Your goal — Write out again only the lines running from the one that contains "Please spot the deciduous" to the end of the records below, including both the first and the last.
◇ ◇ ◇ ◇
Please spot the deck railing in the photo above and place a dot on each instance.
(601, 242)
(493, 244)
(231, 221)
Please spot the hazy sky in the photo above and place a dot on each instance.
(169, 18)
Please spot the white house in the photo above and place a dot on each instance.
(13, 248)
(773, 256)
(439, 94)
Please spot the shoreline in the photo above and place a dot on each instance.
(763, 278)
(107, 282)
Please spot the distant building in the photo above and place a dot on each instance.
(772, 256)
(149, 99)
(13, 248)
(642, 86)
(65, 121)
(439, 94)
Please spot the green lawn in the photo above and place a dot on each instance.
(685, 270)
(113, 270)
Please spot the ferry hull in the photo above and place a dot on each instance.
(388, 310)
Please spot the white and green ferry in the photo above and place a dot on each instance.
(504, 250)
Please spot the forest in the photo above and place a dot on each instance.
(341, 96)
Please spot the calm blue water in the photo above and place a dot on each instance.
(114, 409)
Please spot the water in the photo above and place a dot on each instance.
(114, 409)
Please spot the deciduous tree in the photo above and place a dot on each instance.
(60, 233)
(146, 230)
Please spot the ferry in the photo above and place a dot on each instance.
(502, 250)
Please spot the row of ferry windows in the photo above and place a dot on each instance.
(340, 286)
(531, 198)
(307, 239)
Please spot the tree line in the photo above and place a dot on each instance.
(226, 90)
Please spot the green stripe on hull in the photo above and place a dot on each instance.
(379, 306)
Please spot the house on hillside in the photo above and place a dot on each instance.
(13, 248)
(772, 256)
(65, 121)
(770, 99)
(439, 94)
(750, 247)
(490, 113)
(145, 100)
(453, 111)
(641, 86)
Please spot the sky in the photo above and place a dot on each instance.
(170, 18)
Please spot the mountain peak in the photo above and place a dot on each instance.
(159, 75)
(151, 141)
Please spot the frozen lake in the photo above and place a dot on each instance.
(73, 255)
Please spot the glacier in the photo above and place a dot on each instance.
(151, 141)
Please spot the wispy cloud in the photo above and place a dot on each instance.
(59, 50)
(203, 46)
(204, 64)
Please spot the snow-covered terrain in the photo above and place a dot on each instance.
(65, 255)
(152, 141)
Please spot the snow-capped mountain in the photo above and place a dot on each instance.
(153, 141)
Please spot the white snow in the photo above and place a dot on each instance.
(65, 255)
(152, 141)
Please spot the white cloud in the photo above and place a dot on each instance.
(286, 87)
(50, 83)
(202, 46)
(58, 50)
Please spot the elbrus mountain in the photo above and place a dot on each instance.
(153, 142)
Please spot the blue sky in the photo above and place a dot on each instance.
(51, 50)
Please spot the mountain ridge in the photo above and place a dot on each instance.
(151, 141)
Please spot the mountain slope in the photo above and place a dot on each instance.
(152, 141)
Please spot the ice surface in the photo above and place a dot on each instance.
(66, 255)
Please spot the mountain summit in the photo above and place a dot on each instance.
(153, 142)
◇ ◇ ◇ ◇
Reply to the exercise —
Please spot the deciduous tree in the photo above and place a dot on each instance.
(60, 233)
(146, 230)
Please spot the ferry in the photo above and place a dot on each instance.
(502, 250)
Please spot the row of ferry windows in the photo above and place a dot on each instance.
(340, 286)
(531, 198)
(307, 239)
Please spot the tree line in the photo above and place a dot on each instance.
(226, 90)
Please spot the green stripe on hull in the photo above and place a dot on each instance.
(379, 306)
Please spot the house on hillside in the photo above and place a dot on each instance.
(13, 248)
(772, 256)
(65, 121)
(770, 99)
(439, 94)
(750, 247)
(490, 113)
(145, 100)
(453, 111)
(641, 86)
Please spot the sky in the photo above and place a dot on each instance.
(170, 18)
Please spot the mountain peak in the photo above and place a dot on each instance.
(159, 75)
(151, 141)
Please spot the frozen lake in the photo above and place a dot on each instance.
(73, 255)
Please spot the glacier in the photo above and place a dot on each instance.
(151, 141)
Please spot the wispy cloud in the photo above and place a dot on each instance.
(59, 50)
(203, 46)
(204, 64)
Please spot the snow-covered terrain in the photo above and place a dot on each instance.
(65, 255)
(152, 141)
Please spot the snow-capped mountain in the photo above and place a dot on each instance.
(153, 141)
Please spot the white snow in the photo above and place a dot on each instance.
(65, 255)
(152, 141)
Please spot the white cloud in the photo above and place a dot on each instance.
(286, 87)
(50, 83)
(202, 46)
(58, 50)
Please spot the elbrus mountain in the photo above and place a dot on each instance.
(153, 142)
Please spot the blue sky in the photo above and place a dot on each instance.
(51, 50)
Please spot the mountain ridge in the photo above and place a dot on each instance.
(151, 141)
Please spot the mountain slope in the photo above and place a dot on each instance.
(152, 141)
Please spot the ice surface in the photo above and place a dot on each instance.
(66, 255)
Please spot the mountain summit in the photo above and place a dot on each instance.
(153, 142)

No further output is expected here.